Work task: With images removed, transcribe each record exactly as it appears.
== Extracted entries
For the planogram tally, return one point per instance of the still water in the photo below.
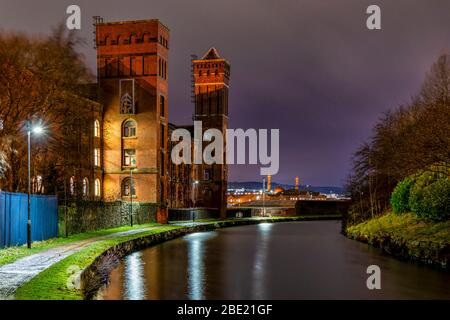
(296, 260)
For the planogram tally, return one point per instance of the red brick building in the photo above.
(129, 136)
(132, 65)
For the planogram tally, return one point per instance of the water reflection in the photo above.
(134, 280)
(196, 264)
(260, 266)
(304, 260)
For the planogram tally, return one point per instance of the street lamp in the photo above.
(131, 197)
(37, 130)
(264, 196)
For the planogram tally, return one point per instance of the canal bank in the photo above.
(407, 237)
(295, 260)
(52, 283)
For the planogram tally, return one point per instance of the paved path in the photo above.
(13, 275)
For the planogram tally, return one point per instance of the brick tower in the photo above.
(211, 76)
(132, 63)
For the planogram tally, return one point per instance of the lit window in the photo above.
(85, 187)
(129, 157)
(97, 157)
(97, 187)
(129, 129)
(36, 183)
(72, 185)
(96, 128)
(162, 105)
(128, 187)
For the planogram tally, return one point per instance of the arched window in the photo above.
(85, 187)
(72, 186)
(96, 128)
(128, 187)
(129, 129)
(97, 190)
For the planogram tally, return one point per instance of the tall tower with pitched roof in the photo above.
(211, 76)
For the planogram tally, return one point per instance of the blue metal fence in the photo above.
(14, 216)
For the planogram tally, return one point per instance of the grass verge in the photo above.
(11, 254)
(51, 284)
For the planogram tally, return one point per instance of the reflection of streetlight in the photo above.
(194, 183)
(37, 130)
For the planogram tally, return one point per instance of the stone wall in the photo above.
(84, 216)
(321, 207)
(180, 214)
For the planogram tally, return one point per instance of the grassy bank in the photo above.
(11, 254)
(407, 237)
(51, 284)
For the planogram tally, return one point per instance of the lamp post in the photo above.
(37, 130)
(131, 197)
(264, 196)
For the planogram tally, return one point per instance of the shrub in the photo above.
(400, 195)
(430, 196)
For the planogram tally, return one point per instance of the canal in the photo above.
(295, 260)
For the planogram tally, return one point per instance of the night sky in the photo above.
(310, 68)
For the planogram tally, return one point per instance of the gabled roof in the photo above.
(211, 54)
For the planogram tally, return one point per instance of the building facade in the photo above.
(132, 68)
(128, 143)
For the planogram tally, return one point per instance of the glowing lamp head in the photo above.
(38, 129)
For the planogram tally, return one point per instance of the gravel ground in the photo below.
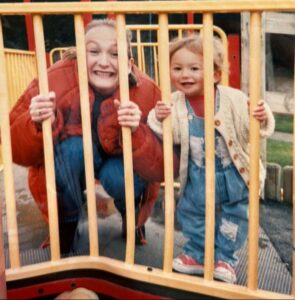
====
Response box:
For the planogram tally, return one point per instance of the still water in the photo below.
(296, 260)
For the planogram tally, return one point per instance of the red brick building in the photo above.
(129, 136)
(132, 65)
For the planogram tally, return one point per instance of the water reflection in the photo above.
(134, 280)
(196, 264)
(260, 266)
(304, 260)
For the planogram tally, return one point per instance of the street lamp in the photo above.
(131, 197)
(37, 130)
(264, 196)
For the planogram tally, return one point per instance of the canal bank in the photo above.
(407, 237)
(295, 260)
(52, 283)
For the planogram tally, return one point per instance of the paved path in the photo above.
(13, 275)
For the planogram tally, return one point per instance of the brick tower in the photo above.
(211, 76)
(132, 63)
For the planogram tally, return one point per instance of the lit window in the photo above.
(85, 187)
(129, 157)
(97, 157)
(97, 187)
(129, 129)
(36, 183)
(72, 185)
(96, 128)
(162, 105)
(128, 187)
For the planogram tally, return one point per instance of the arched window in the photo above.
(85, 187)
(72, 186)
(96, 128)
(128, 187)
(129, 129)
(97, 190)
For the planogram tally, return one point per instance of the tall tower with pitched roof in the photo above.
(211, 76)
For the planogram tally, return one point per instance of the blue metal fence in the photo above.
(14, 216)
For the planogram tally, return one point per instance of the grass verge in the photo above.
(11, 254)
(51, 284)
For the planogram tally, return one point per instance of the reflection of streetlight in the photo above.
(194, 183)
(37, 130)
For the planogram tally, return one point per instance of the stone wall in the photo above.
(84, 216)
(321, 207)
(180, 214)
For the planogram tally, return one point per instance of the grassy bank in the photo above.
(11, 254)
(407, 237)
(51, 284)
For the planogram tally, return one point per instance of the lamp post in the photo above.
(37, 130)
(131, 197)
(264, 196)
For the planogram tally, return one point per instance of the shrub in the photo above.
(400, 195)
(430, 196)
For the planogram tally, return one point per instance of the canal in the photo above.
(295, 260)
For the planogram tally, return one point per instance of the night sky in the photo above.
(310, 68)
For the planogram tally, return one point per instance of the gabled roof in the photo above.
(211, 54)
For the planogram tally, return one point per instance of the building facade in the photo above.
(132, 68)
(128, 143)
For the planogram tally, return one point per instance of the glowing lamp head in the photo above.
(38, 129)
For the planogram tally, return one point per instance of the gravel ground in the photo below.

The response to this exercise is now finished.